**課題**
以下の資料で「rocky」という文字列を含む行はいくつあるか、その数だけを答えてください。

(ポイント注釈データセットの記録)
======

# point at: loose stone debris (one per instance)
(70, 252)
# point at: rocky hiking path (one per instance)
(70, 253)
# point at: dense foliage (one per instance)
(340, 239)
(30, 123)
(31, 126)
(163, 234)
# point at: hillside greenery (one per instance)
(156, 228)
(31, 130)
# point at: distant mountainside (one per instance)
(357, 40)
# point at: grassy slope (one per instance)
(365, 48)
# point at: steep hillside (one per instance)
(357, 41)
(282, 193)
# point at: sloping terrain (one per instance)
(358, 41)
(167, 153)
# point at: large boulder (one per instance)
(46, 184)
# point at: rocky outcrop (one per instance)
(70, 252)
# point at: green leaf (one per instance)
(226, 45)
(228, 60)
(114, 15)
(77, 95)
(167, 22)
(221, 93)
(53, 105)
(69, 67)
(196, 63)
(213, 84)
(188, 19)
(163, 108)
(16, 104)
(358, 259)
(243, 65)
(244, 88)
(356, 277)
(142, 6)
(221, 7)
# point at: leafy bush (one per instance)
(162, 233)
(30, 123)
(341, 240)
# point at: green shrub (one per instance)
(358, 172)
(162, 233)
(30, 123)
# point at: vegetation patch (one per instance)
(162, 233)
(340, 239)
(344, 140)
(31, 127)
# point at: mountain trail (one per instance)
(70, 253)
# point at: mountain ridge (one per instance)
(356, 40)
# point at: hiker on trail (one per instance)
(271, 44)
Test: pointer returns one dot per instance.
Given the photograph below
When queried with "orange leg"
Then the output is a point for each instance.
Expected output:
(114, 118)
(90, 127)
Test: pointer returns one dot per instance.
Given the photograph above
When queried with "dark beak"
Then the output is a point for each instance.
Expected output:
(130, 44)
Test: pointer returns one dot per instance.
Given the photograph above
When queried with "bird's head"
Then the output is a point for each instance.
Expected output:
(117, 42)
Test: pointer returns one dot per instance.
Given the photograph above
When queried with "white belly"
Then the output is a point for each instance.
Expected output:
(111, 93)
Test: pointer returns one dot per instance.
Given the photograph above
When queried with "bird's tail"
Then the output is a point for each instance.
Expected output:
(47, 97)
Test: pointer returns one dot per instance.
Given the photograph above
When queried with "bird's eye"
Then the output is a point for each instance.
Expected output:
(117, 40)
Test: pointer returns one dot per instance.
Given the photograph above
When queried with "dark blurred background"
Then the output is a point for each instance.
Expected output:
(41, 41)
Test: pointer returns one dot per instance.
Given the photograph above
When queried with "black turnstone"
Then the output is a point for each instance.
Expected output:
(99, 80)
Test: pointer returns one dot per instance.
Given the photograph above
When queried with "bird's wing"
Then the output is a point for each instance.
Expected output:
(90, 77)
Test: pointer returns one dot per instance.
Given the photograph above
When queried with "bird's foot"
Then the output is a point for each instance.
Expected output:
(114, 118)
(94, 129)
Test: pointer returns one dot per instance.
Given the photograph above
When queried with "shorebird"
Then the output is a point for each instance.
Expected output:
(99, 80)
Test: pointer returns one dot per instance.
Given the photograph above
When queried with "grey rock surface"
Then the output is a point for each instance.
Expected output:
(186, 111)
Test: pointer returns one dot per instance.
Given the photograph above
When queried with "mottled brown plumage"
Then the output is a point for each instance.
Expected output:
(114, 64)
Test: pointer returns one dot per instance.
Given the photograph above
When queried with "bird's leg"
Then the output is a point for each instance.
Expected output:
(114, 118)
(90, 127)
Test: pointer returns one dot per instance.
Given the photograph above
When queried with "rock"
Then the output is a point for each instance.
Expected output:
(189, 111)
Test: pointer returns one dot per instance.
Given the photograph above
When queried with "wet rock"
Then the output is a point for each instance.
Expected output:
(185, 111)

======

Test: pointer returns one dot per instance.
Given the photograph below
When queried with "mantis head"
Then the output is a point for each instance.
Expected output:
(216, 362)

======

**期待される出力**
2